* _DIRECTION_
Pull out every line in the records below that contains the word "tree", and list those lines.

Collected data entries
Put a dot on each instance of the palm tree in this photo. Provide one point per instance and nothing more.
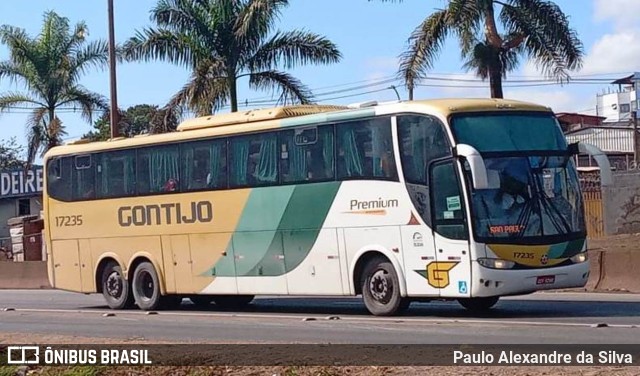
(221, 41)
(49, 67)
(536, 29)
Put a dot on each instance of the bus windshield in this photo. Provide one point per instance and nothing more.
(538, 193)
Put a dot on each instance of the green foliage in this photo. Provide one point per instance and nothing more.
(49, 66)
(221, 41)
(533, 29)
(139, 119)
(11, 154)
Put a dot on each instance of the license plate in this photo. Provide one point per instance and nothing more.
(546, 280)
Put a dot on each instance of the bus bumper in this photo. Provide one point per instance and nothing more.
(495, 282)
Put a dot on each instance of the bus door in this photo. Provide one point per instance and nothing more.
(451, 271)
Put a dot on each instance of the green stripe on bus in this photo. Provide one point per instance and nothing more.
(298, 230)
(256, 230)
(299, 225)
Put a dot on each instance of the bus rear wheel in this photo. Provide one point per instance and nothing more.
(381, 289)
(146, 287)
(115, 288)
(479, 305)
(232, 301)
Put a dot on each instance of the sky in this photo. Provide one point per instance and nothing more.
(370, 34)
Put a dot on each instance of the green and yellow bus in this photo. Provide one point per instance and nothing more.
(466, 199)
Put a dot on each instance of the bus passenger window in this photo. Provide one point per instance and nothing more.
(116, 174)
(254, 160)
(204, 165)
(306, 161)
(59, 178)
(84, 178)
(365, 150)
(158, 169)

==

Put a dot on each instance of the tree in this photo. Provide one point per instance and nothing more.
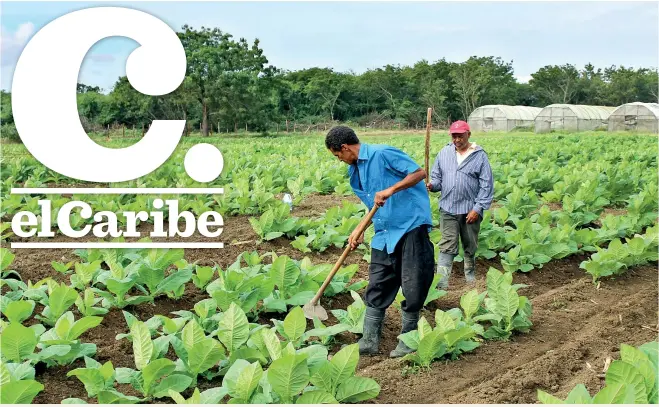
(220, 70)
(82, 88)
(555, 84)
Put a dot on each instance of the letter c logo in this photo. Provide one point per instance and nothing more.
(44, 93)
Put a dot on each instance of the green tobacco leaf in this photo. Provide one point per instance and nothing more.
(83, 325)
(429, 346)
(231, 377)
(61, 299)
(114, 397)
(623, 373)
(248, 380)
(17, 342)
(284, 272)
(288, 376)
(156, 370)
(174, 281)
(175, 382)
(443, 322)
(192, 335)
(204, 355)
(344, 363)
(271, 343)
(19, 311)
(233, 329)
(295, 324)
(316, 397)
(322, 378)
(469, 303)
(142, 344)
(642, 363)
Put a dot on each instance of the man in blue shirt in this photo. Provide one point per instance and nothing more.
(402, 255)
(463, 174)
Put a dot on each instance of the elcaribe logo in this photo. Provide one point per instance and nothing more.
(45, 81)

==

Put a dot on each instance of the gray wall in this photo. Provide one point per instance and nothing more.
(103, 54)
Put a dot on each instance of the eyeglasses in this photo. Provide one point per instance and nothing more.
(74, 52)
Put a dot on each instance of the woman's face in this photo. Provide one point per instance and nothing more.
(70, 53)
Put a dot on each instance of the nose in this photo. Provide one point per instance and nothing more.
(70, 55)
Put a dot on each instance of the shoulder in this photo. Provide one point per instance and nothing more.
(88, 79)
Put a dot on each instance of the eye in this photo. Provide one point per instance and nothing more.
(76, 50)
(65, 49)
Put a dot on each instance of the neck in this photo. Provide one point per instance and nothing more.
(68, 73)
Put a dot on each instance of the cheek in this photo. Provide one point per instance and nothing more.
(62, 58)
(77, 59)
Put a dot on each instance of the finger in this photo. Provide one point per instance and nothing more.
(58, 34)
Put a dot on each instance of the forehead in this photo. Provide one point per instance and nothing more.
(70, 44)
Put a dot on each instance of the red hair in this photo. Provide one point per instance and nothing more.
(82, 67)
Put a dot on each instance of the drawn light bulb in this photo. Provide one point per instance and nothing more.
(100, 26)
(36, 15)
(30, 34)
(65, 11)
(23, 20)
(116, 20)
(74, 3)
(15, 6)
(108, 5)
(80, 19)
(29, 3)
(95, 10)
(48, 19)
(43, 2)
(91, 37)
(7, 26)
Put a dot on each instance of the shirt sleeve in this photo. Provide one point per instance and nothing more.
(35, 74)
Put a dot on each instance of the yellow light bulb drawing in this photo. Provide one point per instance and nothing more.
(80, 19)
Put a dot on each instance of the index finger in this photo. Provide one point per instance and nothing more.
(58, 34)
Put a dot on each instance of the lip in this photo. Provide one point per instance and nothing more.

* _EXERCISE ANSWER_
Put a dot on each instance of the palm tree in this photo. Provide one point per instance and nothing more.
Put a dot on each instance of the tree in this photo. Provide one point per instance and nothing more.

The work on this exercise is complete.